## Work to complete
Once the line with "Please examine the trail-camera image above and box every grass" is found in the entries below, repeat that line and every one after it exactly, ending at the last.
*** Task input ***
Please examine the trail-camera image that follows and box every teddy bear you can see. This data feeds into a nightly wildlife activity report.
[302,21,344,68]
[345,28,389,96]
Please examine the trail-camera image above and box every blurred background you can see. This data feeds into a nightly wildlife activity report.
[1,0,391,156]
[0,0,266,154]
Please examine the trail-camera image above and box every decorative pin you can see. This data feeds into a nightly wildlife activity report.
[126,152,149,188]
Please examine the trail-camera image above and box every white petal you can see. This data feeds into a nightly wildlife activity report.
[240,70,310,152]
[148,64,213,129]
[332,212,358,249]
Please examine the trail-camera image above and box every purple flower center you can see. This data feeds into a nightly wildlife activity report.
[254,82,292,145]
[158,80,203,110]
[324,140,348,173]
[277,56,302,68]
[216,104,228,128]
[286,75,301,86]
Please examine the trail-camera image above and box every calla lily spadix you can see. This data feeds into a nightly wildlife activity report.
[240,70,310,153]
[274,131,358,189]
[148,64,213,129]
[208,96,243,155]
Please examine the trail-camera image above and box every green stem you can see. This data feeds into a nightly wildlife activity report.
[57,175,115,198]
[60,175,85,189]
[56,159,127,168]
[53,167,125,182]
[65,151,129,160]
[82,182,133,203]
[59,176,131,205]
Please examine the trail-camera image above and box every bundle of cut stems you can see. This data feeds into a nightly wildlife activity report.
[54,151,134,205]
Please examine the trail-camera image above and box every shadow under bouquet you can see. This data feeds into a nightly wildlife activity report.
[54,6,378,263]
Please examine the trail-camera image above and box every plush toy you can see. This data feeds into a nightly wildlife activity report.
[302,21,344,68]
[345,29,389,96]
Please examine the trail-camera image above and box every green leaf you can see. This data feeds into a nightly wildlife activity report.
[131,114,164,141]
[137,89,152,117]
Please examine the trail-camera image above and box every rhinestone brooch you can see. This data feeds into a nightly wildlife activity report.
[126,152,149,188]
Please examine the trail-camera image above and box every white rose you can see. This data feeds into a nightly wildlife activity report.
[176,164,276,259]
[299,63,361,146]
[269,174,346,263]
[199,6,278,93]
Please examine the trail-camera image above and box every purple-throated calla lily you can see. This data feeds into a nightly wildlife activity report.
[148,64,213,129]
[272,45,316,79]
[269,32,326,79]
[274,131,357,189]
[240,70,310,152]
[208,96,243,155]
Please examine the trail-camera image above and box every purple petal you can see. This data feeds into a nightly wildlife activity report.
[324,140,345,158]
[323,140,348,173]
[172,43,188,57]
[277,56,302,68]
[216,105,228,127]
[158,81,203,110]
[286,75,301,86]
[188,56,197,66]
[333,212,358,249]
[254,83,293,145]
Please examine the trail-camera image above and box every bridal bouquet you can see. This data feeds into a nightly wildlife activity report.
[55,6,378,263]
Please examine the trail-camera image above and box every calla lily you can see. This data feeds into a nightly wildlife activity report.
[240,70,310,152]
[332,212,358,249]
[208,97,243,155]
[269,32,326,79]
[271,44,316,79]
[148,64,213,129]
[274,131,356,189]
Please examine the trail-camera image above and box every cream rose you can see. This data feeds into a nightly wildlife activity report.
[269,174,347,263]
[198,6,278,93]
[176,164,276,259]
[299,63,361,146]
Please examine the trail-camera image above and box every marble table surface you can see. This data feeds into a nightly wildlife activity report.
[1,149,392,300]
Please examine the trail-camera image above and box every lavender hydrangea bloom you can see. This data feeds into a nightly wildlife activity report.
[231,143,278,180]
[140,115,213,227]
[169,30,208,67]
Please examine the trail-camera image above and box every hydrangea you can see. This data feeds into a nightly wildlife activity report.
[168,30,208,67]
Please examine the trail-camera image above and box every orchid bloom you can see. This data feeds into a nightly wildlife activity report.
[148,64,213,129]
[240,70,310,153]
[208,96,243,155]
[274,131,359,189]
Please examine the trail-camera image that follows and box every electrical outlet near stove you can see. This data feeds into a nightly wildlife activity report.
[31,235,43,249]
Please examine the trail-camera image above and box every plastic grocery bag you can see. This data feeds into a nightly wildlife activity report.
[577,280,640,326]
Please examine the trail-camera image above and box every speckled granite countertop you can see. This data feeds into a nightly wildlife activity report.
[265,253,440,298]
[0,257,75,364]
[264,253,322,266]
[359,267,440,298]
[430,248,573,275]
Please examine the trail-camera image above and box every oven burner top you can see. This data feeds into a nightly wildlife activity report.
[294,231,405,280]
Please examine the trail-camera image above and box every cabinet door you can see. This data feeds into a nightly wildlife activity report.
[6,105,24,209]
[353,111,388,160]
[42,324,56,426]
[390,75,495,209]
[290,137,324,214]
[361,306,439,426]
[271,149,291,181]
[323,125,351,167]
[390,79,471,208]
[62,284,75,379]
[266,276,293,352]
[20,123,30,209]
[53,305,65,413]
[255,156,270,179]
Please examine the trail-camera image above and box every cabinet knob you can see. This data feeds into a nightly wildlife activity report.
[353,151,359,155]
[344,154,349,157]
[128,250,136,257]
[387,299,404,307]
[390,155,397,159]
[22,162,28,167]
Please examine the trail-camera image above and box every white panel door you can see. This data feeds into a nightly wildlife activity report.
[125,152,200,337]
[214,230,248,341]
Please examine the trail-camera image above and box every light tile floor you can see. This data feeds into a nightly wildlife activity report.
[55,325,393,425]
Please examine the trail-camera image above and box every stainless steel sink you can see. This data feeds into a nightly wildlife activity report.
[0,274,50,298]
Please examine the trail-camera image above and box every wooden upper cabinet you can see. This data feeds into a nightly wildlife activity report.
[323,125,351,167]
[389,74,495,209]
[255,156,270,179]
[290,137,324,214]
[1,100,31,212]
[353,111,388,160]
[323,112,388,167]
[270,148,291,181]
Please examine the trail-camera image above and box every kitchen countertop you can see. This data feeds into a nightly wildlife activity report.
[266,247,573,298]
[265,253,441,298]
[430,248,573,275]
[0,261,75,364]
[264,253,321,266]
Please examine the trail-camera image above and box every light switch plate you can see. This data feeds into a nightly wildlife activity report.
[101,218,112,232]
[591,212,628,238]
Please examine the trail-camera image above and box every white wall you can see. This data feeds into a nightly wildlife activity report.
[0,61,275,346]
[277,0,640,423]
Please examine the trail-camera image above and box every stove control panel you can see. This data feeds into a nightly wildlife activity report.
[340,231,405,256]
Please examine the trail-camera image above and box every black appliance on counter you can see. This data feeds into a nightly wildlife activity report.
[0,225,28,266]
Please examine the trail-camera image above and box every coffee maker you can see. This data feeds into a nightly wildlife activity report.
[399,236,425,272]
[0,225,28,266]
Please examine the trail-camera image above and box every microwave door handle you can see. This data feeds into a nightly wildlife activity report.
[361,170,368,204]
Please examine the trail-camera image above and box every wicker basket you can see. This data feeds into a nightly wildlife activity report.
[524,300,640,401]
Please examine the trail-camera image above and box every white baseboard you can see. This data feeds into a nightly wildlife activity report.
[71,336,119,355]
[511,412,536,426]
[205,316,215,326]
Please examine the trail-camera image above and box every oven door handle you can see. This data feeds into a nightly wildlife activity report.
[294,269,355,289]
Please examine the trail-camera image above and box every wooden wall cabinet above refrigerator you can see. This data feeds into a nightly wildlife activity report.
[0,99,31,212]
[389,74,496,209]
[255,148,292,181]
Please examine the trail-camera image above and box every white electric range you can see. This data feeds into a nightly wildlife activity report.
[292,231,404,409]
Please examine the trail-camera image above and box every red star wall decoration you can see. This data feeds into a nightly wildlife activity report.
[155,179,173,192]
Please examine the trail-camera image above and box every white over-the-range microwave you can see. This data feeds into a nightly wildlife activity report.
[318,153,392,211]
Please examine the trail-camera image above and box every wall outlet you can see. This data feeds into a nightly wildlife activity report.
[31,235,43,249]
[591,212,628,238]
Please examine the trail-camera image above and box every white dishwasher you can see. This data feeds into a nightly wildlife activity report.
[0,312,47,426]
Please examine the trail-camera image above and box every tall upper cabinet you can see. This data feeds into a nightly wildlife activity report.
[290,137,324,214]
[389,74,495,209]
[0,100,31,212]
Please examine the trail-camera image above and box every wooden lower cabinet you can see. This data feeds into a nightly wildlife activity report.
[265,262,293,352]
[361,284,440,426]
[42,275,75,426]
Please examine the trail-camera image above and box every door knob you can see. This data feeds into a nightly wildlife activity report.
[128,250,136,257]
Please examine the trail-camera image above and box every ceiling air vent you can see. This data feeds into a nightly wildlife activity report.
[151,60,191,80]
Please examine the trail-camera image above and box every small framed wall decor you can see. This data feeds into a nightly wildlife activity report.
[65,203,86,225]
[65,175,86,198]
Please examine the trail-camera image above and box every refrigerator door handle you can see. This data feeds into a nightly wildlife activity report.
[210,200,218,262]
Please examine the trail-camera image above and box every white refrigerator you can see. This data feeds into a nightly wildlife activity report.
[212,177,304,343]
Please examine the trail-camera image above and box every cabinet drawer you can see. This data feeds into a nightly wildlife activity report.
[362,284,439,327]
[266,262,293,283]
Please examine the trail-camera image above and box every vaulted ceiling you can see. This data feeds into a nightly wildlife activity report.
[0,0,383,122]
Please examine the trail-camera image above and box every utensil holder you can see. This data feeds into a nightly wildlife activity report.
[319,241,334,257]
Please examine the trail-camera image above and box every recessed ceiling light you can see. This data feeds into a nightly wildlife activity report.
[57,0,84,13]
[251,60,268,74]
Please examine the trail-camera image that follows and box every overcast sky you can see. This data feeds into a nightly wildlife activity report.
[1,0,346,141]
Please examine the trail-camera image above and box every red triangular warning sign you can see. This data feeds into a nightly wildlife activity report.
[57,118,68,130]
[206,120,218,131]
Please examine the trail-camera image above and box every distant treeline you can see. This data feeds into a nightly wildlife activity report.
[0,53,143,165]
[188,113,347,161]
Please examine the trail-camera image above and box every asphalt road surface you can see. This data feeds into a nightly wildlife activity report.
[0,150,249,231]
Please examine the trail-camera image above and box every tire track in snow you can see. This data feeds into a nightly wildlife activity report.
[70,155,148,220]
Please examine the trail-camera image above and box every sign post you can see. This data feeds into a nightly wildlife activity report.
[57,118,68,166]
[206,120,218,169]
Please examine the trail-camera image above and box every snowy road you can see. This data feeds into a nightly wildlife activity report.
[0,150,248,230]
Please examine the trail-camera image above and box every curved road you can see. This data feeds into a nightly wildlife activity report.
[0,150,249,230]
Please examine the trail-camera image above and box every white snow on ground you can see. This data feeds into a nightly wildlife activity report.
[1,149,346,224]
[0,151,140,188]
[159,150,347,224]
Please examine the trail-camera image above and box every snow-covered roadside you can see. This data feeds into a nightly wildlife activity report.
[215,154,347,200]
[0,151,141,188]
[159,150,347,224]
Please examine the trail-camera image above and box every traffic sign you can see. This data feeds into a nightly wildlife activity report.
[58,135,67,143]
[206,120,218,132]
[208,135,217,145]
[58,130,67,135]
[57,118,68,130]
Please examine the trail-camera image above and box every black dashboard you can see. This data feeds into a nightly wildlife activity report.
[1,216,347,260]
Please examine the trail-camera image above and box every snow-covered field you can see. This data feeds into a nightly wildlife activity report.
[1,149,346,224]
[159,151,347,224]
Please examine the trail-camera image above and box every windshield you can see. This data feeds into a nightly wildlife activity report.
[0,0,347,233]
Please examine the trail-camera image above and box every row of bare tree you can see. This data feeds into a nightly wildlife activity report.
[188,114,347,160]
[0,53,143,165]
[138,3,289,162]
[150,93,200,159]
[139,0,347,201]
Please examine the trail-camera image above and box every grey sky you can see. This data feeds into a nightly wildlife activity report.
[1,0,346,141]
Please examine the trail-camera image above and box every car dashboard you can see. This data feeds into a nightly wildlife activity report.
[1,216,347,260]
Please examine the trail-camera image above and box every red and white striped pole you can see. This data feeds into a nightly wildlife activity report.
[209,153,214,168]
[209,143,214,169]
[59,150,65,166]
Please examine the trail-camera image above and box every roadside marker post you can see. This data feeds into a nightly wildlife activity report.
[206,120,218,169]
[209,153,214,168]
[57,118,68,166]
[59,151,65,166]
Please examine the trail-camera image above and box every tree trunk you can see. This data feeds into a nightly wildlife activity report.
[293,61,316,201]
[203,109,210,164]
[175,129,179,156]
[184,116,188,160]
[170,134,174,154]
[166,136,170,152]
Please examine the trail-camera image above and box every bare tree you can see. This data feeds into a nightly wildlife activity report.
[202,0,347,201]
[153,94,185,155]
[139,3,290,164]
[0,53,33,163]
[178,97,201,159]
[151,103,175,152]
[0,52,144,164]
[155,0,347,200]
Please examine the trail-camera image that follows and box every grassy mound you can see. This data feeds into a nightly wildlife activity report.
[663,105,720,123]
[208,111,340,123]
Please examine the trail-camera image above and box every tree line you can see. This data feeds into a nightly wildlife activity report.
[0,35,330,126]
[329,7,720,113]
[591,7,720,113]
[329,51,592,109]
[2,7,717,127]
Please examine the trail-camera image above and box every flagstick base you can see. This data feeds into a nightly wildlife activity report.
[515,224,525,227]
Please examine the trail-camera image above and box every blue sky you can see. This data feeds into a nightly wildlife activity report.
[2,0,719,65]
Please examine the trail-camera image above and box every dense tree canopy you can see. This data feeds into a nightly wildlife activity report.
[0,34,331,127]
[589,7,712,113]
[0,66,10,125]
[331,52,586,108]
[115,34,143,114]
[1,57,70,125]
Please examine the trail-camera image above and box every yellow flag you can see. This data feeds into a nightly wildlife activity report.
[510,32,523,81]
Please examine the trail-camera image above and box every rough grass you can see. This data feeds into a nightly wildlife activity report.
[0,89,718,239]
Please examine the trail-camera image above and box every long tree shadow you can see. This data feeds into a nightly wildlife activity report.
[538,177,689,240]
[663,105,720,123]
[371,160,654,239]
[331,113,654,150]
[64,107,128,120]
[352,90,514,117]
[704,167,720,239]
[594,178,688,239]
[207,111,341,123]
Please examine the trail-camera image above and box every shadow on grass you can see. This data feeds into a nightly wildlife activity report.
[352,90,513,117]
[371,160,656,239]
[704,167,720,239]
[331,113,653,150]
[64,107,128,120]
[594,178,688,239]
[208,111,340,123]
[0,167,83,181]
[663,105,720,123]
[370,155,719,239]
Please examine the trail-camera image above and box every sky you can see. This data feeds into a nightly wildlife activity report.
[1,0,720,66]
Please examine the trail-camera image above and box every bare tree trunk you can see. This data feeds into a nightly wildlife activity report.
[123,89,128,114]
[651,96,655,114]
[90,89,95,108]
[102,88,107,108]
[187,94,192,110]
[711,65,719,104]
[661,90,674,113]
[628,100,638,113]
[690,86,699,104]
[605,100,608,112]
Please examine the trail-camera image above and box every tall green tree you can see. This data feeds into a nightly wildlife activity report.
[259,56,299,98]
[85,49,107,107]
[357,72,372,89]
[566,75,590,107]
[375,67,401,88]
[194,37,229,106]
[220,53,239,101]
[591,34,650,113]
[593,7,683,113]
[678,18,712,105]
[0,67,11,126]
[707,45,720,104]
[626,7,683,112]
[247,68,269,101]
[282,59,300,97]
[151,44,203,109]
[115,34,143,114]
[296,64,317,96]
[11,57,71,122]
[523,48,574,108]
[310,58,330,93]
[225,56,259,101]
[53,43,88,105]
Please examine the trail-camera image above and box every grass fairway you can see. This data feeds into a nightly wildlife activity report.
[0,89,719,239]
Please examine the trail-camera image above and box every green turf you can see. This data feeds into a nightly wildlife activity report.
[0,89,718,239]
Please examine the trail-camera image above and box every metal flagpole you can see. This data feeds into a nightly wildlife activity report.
*** End of Task input ***
## Answer box
Please examine the trail-camera image above and box every grass fairway you can see. This data feeds into a nightly wildlife activity report.
[0,89,719,239]
Please examine the trail-camera image above and box every green turf you can see. This data feeds into a nightly wildlife activity report.
[0,89,718,239]
Please examine the trail-camera image above and box every metal flagpole you can see. This data feeds into a nightly wildlife activity report.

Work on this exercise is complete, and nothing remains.